Reproduce the material below verbatim, keeping every line in its original order.

Data supplied
****************

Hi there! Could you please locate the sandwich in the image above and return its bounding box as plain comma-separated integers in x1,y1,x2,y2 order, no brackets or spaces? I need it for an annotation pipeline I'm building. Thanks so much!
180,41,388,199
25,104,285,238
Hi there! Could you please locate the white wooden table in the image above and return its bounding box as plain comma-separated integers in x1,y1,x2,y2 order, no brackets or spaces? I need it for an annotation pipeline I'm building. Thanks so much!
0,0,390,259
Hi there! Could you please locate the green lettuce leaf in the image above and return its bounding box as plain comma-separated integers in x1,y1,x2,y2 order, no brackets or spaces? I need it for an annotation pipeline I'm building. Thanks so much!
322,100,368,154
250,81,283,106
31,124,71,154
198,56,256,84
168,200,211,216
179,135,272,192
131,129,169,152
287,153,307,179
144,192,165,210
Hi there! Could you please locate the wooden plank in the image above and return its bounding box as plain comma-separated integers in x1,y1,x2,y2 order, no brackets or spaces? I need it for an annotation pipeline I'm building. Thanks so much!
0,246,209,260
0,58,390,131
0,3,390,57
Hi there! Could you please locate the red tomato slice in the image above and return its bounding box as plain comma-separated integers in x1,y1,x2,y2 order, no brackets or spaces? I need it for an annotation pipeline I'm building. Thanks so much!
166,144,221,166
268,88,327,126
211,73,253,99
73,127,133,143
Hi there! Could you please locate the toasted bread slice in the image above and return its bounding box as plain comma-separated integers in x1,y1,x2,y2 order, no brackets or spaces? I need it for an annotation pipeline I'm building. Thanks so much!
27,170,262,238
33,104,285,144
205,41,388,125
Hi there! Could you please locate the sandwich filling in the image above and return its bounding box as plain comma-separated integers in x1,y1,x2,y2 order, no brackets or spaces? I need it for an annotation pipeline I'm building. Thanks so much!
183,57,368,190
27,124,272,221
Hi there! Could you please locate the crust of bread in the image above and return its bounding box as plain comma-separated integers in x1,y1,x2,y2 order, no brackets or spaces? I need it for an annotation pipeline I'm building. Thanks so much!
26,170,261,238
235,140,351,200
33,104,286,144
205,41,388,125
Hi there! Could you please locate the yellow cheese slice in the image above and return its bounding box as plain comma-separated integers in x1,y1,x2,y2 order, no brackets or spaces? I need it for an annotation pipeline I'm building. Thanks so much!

****************

Exercise response
Hi there! Could you please locate the sandwich in the image above and return its bounding box as plain comma-separated integers in x1,y1,x2,y2 order, no brackets or spaces? I need it for an annotation pipeline I'm building. Thanks so much!
180,41,388,199
25,104,285,238
Hi there! Could you please locate the white wooden table in the image above and return its bounding box as plain comma-separated integers in x1,y1,x2,y2 order, no brackets or spaces? I need it for an annotation pipeline I'm building. Thanks so much!
0,0,390,259
Hi there! Could you please locate the green lettuce leaf in the image above and return its bounding box as plain comma-separated integers in x1,y1,x2,y2 order, no brackets or spaces? I need it for an annotation pipeline I'm building. Thanks so much!
322,100,368,154
250,81,283,106
31,124,71,154
198,56,256,84
168,200,211,216
179,135,272,192
131,129,169,152
287,153,307,179
144,192,165,210
Hi there! Could you please locate the wooden plank in the image above and return its bounding box as plain comma-separated integers in x1,y1,x2,y2 order, no brackets or spaces? I need it for an annotation pipeline I'm building. Thanks so much!
0,246,209,260
0,58,390,131
0,3,390,57
Hi there! Could you please locate the red tomato slice in the image above and return its bounding box as plain comma-separated integers in x1,y1,x2,y2 order, no brackets or spaces? I need it for an annotation pipeline I'm building. Thanks so much!
166,144,221,166
268,88,327,126
211,73,253,99
73,127,133,143
Hi there! Could you please locate the toasted bread slice in the image above and return its bounding box as plain comma-separated integers in x1,y1,x2,y2 order, no brackets or spaces? I need it for an annotation pipeline I'm building. Thanks so much!
27,170,262,238
33,104,285,144
205,41,388,125
Hi there! Could you please locate the sandwich filling in the image above and return its bounding box as plain comma-separated integers in x1,y1,x2,y2 order, no brackets or spaces? I need it for an annotation pipeline I'm building. Thanks so much!
183,57,368,190
27,124,272,221
Hi there! Could you please locate the crust of bread in the image above and return its bounding box as plain comma-separated integers in x1,y1,x2,y2 order, no brackets or spaces? I need it for an annotation pipeline I'm building. Thanks so much!
26,170,261,238
235,140,351,200
33,104,286,144
205,41,388,125
Hi there! Could you please locate the yellow cheese slice in the image above and return its bounding box as plain comma-separated integers in x1,y1,x2,y2 order, no brackets or spaces? I need it for an annotation pipeline I'm building. Thanks so much!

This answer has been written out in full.